◆ **Materials provided**:
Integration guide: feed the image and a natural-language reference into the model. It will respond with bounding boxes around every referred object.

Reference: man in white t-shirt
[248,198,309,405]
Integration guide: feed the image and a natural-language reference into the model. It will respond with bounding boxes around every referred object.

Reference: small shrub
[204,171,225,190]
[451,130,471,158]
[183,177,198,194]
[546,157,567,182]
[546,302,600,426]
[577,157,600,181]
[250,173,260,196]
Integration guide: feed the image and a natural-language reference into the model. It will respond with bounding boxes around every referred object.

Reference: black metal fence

* * *

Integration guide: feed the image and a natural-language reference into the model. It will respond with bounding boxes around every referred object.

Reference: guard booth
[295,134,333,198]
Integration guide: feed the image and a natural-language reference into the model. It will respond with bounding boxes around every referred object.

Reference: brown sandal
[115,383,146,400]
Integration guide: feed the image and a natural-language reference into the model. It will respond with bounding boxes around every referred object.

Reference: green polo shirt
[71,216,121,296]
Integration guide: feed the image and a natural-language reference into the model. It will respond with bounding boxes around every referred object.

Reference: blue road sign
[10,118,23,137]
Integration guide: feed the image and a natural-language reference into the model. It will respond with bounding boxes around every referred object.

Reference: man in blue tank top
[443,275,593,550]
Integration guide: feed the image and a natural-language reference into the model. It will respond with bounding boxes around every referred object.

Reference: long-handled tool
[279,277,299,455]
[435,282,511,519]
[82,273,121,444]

--

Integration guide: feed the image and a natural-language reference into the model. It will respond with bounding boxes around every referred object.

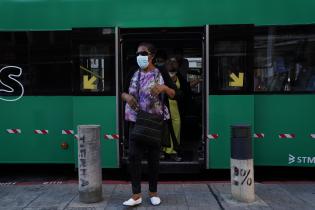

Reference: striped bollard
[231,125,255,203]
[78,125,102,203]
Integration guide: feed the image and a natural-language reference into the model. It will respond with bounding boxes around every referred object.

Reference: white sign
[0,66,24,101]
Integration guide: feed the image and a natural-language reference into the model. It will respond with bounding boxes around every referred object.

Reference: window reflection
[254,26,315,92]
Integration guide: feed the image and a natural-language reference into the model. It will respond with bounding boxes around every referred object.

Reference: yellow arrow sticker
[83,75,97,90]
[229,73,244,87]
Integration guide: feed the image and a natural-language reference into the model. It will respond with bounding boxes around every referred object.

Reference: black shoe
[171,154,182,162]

◆ **Task goal**: Collect every line in the data above that contains the string "sign", copying each one in full.

◆ **Exercise solution**:
Reference: blue road sign
Reference: white sign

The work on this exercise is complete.